- [What the task requires] The entries below are to be written out again without alteration.

- [Data excerpts]
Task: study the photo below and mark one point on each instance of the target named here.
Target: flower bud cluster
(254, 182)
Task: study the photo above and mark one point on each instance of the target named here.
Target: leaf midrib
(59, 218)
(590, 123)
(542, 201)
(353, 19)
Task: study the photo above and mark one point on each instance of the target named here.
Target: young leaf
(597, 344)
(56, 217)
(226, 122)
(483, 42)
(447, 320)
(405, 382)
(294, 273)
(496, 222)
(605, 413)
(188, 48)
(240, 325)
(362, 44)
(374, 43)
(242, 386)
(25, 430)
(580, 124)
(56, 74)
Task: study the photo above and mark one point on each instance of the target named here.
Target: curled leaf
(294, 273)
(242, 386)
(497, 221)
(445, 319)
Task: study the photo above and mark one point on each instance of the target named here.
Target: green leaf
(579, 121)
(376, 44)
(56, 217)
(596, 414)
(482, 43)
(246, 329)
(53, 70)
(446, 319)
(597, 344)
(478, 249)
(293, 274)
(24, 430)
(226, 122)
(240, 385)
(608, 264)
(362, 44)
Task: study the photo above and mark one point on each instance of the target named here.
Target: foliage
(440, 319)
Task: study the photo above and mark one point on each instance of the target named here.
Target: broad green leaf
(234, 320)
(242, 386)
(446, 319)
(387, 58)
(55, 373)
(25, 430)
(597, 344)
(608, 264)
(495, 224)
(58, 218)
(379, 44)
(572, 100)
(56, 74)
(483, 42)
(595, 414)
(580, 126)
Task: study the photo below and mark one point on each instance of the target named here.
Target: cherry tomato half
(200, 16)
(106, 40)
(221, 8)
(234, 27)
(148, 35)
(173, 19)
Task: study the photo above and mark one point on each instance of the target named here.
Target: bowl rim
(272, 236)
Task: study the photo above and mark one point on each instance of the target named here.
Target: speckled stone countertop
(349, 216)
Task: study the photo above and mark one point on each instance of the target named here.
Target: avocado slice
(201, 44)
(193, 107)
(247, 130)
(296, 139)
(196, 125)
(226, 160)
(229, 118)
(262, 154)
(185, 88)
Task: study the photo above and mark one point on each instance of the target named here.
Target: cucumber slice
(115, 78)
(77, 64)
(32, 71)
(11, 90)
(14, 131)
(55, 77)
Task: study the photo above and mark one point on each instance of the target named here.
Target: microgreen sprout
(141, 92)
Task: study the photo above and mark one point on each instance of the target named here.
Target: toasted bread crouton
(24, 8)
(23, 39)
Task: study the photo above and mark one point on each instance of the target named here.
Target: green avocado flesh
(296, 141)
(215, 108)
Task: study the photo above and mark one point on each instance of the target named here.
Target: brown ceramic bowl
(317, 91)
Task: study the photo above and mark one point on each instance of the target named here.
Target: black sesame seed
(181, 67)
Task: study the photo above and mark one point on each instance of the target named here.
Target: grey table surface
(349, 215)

- [Complete answer]
Task: study the photo below and mark one point on each instance of the target named here.
Target: flower bud cluster
(254, 182)
Task: study the photo above and mark one point on each instance of the target named here.
Target: leaf midrib
(59, 218)
(590, 123)
(542, 201)
(353, 19)
Task: study the photo above and mark one point on each instance of the target named here.
Target: young leaf
(597, 344)
(56, 217)
(226, 122)
(483, 42)
(447, 320)
(405, 382)
(294, 273)
(496, 222)
(605, 413)
(188, 48)
(240, 325)
(362, 44)
(374, 43)
(242, 386)
(25, 430)
(580, 124)
(56, 74)
Task: study the photo above and mark one point on each instance of the target named here.
Target: curled leaf
(294, 273)
(242, 386)
(497, 221)
(445, 319)
Task: study the photo above and mark one point on each instance of the target named here.
Target: green leaf
(579, 121)
(376, 44)
(56, 217)
(596, 414)
(482, 43)
(246, 329)
(53, 70)
(446, 319)
(597, 344)
(478, 249)
(293, 274)
(24, 430)
(226, 122)
(240, 385)
(608, 264)
(362, 44)
Task: study the photo above and mark one point on each instance of the target named here.
Target: foliage
(440, 319)
Task: study the photo above and mark one point on each instance of the target named here.
Target: broad green leaf
(234, 320)
(242, 386)
(446, 319)
(387, 58)
(55, 373)
(25, 430)
(597, 344)
(608, 264)
(495, 224)
(58, 218)
(379, 44)
(572, 100)
(56, 74)
(483, 42)
(595, 414)
(580, 126)
Task: study the photo below and mark one point on each instance of the target named here.
Target: cherry tomato half
(200, 16)
(106, 40)
(221, 8)
(234, 27)
(148, 35)
(173, 19)
Task: study the photo above and mark one point on each instance of the target named here.
Target: bowl rim
(272, 236)
Task: study the photo above and mark one point on each instance of the target named here.
Target: speckled stone countertop
(349, 216)
Task: study the photo above and mark one point on each instance of the target named here.
Target: avocado slice
(201, 44)
(193, 107)
(247, 130)
(296, 139)
(196, 125)
(226, 160)
(229, 118)
(262, 154)
(185, 88)
Task: study the photo above and mark one point on each instance of the target named here.
Target: cucumber slice
(115, 78)
(77, 64)
(32, 71)
(11, 90)
(14, 131)
(55, 77)
Task: study the photo above and mark one point on each instance of the target named here.
Target: microgreen sprout
(141, 92)
Task: study the photo above and mark one point on each instance of the target named here.
Target: toasted bread crouton
(24, 8)
(23, 39)
Task: study the photo above and mark one point on each instance of the target named here.
Target: green avocado flesh
(296, 141)
(215, 108)
Task: study the photo above and mark one point on each instance of the target named here.
Target: brown ceramic bowl
(317, 91)
Task: study the photo above and mark one point on each instance of the target named here.
Target: black sesame seed
(181, 67)
Task: study the photo above and mark one point on each instance of the target named here.
Target: grey table surface
(349, 215)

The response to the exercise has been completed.